## Excerpted passage
New York Road Runners Introduces Iconic New Course and Expanded Field for 2018 United Airlines NYC Half, Set for Sunday, March 18


Race to feature 22,500 finishers from the five boroughs and beyond in a run from Brooklyn to Manhattan

   An expected 22,500 runners will take to the streets of New York City on Sunday, March 18 in the 2018 United Airlines NYC Half, which will feature a completely redesigned course taking runners on a 13.1-mile tour of iconic city landmarks from Brooklyn to Manhattan, it was announced today by New York Road Runners and the City of New York.

“We’re proud to have worked with New York Road Runners to coordinate a new route that now includes both Brooklyn and Manhattan, and this year even more runners will get to run this race as well as take in the New York City landmarks and views along the redesigned course,” said New York City Mayor Bill de Blasio.   

The 2018 United Airlines NYC Half will start along Prospect Park in Brooklyn, head over the Manhattan Bridge, and finish in Central Park. Along the way, runners will pass by many of New York City’s most popular sights, including Grand Army Plaza in Brooklyn, the United Nations, Grand Central Terminal, Times Square, and Central Park.

## Collected data

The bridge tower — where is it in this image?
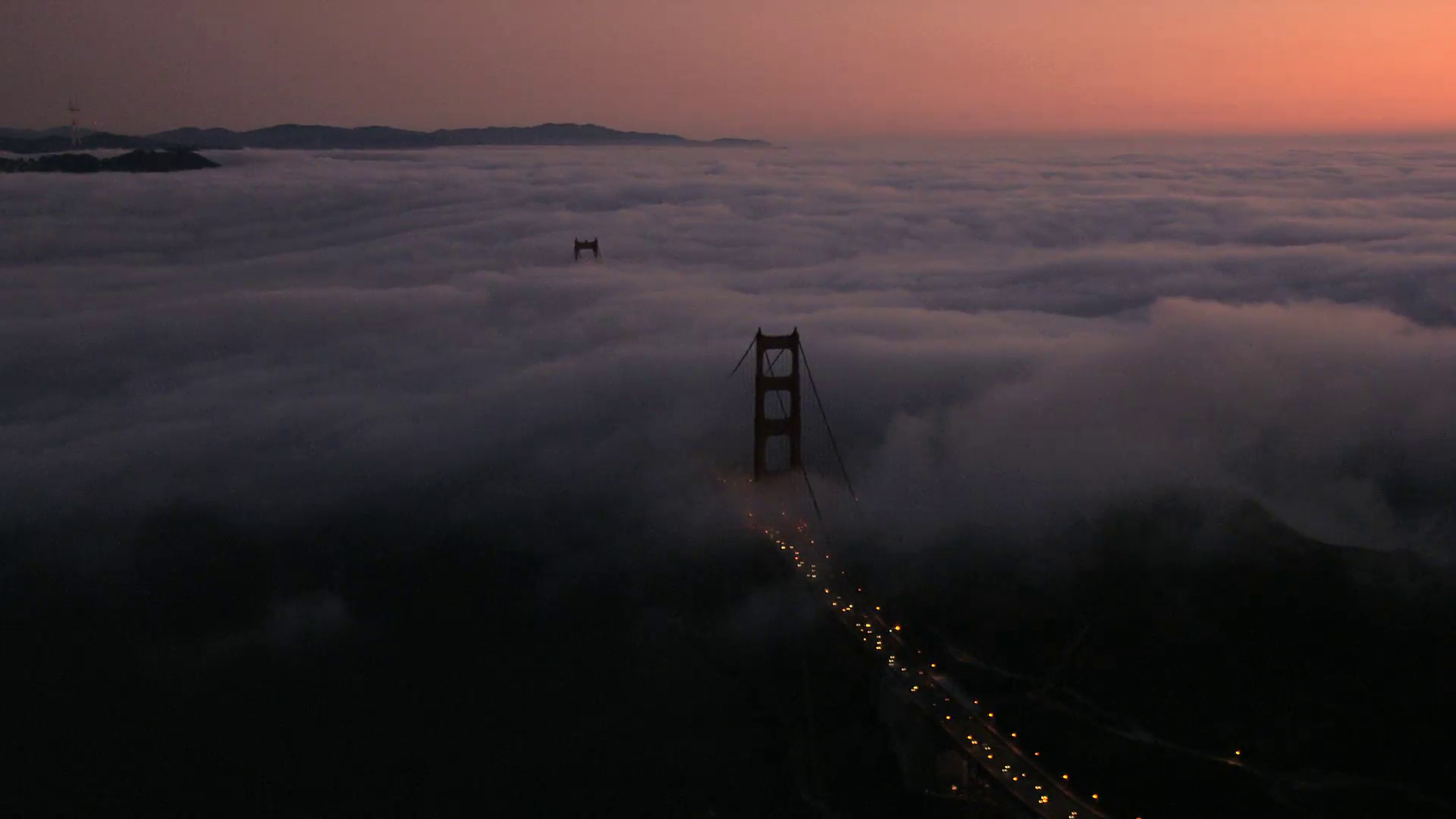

## Things to do
1. From the NYC Half announcement, list every landmark given as an example of "New York City’s most popular sights".
2. State whether each of these statements agrees with the NYC Half announcement. For each one, answer yes or no and quote the words of the announcement that decide it.
(a) The race will finish in Prospect Park.
(b) About 22,500 runners are expected to take part.
(c) The redesigned course is 13.1 miles long.
3. Transcribe the portion of the NYC Half announcement between "Race to feature" and "of New York.", inclusive.

## List of answers
1.
- Grand Army Plaza in Brooklyn
- The United Nations
- Grand Central Terminal
- Times Square
- Central Park

2.
(a) No: "finish in Central Park."
(b) Yes: "An expected 22,500 runners will take to the streets of New York City"
(c) Yes: "a 13.1-mile tour of iconic city landmarks"

3.
Race to feature 22,500 finishers from the five boroughs and beyond in a run from Brooklyn to Manhattan

   An expected 22,500 runners will take to the streets of New York City on Sunday, March 18 in the 2018 United Airlines NYC Half, which will feature a completely redesigned course taking runners on a 13.1-mile tour of iconic city landmarks from Brooklyn to Manhattan, it was announced today by New York Road Runners and the City of New York.